Rewrite everything from the line containing "the rear window." down to the line containing "x=372 y=327", both included, keeping every line of those rows. Reduce each point coordinate in the answers by 66.
--------
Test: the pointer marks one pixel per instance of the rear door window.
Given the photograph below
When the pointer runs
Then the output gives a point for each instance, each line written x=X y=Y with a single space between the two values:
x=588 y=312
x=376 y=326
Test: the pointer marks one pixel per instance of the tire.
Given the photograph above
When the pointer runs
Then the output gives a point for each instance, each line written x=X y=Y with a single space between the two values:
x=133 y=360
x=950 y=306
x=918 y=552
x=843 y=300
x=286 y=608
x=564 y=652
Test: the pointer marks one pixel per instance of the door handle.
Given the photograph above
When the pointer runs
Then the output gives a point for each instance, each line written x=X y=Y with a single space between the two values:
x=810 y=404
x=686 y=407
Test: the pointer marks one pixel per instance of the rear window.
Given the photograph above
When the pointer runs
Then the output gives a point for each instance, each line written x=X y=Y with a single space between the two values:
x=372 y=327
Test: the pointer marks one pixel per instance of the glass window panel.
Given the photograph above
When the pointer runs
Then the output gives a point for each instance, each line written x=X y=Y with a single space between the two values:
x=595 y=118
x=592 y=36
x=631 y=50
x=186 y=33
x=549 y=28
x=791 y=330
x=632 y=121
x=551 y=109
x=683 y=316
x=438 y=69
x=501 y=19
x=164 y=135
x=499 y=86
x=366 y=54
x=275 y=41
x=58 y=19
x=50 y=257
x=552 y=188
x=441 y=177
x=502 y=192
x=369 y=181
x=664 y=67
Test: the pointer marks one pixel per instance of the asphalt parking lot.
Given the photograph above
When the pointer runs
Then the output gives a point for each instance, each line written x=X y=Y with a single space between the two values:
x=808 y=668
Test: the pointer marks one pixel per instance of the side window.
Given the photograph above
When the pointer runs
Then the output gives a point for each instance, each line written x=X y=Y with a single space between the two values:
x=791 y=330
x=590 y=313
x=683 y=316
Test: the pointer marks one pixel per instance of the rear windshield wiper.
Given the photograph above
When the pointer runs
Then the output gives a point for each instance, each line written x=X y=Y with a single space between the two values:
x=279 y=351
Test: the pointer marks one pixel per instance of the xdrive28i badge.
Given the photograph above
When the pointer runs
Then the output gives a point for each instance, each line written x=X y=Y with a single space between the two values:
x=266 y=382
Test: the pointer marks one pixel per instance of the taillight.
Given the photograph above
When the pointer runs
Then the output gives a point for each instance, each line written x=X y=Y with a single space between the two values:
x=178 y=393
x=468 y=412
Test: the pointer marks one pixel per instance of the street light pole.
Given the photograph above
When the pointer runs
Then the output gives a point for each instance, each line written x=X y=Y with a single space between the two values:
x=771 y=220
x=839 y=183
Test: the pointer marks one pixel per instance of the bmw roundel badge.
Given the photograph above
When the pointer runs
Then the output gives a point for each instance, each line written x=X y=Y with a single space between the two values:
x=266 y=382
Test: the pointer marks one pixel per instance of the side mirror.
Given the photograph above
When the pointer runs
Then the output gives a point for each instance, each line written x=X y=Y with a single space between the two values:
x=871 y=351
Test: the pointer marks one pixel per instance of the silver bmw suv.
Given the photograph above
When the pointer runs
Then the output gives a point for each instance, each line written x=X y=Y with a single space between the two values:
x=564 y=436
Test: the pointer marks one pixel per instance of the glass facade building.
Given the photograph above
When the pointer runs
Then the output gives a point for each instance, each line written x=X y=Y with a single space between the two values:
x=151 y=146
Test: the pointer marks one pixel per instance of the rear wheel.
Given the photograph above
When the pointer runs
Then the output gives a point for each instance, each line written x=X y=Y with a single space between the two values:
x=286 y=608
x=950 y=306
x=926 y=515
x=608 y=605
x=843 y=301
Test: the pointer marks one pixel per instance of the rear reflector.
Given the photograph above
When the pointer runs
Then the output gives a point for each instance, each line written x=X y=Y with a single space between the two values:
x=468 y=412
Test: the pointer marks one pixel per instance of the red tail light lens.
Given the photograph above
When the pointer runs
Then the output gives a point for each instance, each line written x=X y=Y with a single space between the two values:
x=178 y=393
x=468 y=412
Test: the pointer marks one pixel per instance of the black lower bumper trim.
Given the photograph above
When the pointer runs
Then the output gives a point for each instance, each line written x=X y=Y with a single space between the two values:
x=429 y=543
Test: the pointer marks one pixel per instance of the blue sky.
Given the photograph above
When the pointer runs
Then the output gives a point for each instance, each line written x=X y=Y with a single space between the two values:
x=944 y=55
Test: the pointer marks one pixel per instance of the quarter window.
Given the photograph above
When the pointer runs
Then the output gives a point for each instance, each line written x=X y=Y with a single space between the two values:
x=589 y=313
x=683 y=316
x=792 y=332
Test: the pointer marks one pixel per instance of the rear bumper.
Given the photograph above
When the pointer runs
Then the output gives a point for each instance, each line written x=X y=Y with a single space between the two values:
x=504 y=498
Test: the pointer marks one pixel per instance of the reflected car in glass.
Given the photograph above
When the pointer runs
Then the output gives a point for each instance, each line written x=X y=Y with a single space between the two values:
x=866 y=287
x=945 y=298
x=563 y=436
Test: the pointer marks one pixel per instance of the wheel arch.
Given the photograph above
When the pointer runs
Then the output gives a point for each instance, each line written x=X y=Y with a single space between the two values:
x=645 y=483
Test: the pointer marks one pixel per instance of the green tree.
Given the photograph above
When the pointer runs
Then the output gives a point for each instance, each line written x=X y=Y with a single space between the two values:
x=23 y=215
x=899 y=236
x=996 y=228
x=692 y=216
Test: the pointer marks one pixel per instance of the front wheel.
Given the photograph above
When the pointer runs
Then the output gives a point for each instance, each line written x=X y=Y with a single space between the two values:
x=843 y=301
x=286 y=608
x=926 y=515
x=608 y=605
--------
* **Task output**
Test: the pointer marks one pixel per instance of the rear window.
Given the photograph above
When the pointer runs
Then the output gives a point for each instance, each line written x=X y=Y with a single space between the two values:
x=306 y=261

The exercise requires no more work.